■ WORK TASK:
In the material below, find the line that contains "point: red plastic" and the line that contains "point: pitched roof", then write out exactly those two lines and everything between them.

■ MATERIAL FOR THIS EXERCISE:
[Start of section]

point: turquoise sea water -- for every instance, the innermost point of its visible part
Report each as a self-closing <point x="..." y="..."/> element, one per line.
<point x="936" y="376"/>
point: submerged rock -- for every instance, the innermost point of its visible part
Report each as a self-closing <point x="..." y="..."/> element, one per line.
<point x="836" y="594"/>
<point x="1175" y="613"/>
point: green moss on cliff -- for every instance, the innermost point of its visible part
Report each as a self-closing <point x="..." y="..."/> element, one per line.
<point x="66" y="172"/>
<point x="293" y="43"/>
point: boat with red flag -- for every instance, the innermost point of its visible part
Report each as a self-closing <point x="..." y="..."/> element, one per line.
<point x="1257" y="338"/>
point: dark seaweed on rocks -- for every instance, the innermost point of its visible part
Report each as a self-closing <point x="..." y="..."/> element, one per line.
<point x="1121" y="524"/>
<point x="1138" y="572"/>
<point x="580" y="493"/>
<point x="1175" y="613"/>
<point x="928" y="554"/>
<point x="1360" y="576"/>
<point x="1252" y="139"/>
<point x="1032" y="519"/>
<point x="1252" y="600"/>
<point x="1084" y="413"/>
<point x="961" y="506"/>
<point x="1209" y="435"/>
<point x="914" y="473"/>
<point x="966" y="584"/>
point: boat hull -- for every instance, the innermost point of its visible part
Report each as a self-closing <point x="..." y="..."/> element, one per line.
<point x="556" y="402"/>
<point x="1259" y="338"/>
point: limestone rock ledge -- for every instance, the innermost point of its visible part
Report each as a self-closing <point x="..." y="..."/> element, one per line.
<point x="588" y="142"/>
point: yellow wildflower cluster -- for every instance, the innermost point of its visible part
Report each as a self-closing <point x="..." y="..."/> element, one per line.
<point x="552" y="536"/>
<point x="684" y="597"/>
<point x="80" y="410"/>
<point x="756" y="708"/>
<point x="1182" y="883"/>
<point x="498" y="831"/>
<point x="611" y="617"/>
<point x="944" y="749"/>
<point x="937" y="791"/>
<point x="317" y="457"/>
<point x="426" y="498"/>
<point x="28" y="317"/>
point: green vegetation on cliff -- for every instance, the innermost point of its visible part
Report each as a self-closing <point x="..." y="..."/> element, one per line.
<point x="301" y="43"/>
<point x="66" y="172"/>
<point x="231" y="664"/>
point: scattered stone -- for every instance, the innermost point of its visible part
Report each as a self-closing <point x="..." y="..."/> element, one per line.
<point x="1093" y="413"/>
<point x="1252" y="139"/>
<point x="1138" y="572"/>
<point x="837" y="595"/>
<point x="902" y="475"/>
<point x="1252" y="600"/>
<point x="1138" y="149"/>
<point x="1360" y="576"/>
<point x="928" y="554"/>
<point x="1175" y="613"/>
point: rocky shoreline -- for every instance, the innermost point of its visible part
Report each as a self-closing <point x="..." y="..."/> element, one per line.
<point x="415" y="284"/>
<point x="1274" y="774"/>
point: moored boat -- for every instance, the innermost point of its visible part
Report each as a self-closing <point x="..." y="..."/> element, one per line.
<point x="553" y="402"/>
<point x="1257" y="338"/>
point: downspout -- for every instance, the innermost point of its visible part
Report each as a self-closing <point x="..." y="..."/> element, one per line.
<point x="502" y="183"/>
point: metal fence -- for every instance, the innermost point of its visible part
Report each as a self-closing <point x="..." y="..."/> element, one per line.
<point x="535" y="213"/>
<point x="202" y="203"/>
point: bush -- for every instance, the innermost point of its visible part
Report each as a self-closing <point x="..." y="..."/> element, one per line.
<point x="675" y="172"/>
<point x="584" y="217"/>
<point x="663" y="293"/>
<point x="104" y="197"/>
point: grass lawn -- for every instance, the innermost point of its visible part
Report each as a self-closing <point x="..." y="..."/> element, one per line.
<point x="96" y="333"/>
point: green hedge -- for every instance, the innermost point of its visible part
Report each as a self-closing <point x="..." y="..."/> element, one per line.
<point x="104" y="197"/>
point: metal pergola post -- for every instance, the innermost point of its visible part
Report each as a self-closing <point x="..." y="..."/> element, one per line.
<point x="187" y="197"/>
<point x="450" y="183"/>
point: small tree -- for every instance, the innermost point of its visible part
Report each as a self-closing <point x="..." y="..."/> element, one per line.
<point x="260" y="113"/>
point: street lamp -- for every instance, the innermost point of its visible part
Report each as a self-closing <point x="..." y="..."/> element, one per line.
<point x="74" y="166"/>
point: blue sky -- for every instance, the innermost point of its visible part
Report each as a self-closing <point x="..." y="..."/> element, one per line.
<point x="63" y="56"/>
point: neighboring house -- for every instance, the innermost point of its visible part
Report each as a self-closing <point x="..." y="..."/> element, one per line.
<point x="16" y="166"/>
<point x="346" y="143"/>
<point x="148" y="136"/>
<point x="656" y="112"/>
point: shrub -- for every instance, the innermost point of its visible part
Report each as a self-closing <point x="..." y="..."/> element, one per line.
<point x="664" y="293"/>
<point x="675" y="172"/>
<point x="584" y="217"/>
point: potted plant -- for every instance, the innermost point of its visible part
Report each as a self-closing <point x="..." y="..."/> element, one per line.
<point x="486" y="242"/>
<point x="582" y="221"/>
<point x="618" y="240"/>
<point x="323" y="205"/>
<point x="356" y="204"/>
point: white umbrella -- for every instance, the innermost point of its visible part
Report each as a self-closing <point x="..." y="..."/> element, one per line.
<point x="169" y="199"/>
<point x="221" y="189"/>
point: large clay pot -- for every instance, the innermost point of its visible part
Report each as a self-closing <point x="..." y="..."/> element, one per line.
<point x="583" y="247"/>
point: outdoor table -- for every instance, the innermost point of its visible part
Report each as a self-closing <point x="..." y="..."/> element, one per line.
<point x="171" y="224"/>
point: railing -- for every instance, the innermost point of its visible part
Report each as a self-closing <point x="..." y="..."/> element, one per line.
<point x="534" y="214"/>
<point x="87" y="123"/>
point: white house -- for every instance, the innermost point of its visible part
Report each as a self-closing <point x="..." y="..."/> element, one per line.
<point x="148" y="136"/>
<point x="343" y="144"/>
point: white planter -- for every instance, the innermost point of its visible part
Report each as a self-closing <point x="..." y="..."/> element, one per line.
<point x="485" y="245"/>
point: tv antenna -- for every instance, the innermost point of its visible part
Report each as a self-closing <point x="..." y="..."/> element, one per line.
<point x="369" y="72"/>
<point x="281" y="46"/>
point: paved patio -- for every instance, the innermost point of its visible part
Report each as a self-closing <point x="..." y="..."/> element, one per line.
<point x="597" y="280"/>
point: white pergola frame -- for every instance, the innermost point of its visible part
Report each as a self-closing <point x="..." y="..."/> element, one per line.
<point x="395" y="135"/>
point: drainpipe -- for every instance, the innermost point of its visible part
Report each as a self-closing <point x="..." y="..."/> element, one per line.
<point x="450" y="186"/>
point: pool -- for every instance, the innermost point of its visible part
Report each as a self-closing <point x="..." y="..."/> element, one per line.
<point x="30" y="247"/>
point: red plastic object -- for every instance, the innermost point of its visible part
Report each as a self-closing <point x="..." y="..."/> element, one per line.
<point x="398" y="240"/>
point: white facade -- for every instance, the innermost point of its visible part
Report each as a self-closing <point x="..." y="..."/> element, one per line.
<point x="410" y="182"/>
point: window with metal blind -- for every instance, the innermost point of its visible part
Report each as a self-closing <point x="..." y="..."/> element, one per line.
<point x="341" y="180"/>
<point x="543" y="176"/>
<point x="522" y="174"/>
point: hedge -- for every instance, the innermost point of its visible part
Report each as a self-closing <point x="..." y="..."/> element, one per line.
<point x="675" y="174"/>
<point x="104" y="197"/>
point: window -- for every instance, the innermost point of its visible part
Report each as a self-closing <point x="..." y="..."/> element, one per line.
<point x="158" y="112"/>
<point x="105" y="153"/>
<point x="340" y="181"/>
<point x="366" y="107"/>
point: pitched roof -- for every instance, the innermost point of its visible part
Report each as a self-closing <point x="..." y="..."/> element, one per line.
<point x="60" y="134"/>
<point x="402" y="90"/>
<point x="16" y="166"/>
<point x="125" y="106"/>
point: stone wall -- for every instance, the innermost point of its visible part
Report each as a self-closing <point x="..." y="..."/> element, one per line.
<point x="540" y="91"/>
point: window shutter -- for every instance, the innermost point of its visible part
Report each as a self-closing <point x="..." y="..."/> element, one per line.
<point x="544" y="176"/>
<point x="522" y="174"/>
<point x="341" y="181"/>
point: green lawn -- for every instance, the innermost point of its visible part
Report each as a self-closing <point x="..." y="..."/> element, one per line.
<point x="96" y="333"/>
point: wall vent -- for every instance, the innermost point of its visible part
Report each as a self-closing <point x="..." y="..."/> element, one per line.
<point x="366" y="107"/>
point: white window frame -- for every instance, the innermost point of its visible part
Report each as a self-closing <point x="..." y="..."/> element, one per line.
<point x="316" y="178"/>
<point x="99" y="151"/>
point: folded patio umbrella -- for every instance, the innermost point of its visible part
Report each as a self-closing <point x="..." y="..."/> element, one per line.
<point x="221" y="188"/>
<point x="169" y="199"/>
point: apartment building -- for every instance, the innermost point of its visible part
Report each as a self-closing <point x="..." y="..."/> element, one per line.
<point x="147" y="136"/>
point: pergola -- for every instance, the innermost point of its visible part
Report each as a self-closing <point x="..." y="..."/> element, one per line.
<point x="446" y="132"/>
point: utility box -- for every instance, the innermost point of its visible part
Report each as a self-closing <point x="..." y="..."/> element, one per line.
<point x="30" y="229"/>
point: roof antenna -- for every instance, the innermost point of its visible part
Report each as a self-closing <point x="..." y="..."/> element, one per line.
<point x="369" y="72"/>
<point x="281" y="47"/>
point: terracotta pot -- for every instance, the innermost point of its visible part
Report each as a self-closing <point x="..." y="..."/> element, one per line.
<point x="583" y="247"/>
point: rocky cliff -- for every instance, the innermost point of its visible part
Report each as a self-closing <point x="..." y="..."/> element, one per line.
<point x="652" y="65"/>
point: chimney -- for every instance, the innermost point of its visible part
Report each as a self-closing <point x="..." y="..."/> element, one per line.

[End of section]

■ SOLVED PROBLEM:
point: red plastic object -- for every instance, the innermost point of its visible part
Report each as a self-closing <point x="..." y="..."/> element, one per line.
<point x="398" y="240"/>
point: white facade -- for every instance, the innermost point of its visible part
Report each as a self-closing <point x="..." y="..."/> element, one per line.
<point x="410" y="182"/>
point: window with metal blind -- for every instance, the innermost point of its visible part
Report each as a self-closing <point x="..." y="..."/> element, one per line.
<point x="341" y="180"/>
<point x="543" y="176"/>
<point x="522" y="174"/>
point: hedge -- for every instance, the innermost point of its visible part
Report each as a self-closing <point x="..." y="..."/> element, one per line.
<point x="675" y="174"/>
<point x="104" y="197"/>
point: window -- for every instance, the innermost point of its visible part
Report each as a self-closing <point x="..." y="..."/> element, one per line.
<point x="158" y="112"/>
<point x="105" y="153"/>
<point x="340" y="181"/>
<point x="366" y="107"/>
point: pitched roof -- for every instance, the innermost point of its visible part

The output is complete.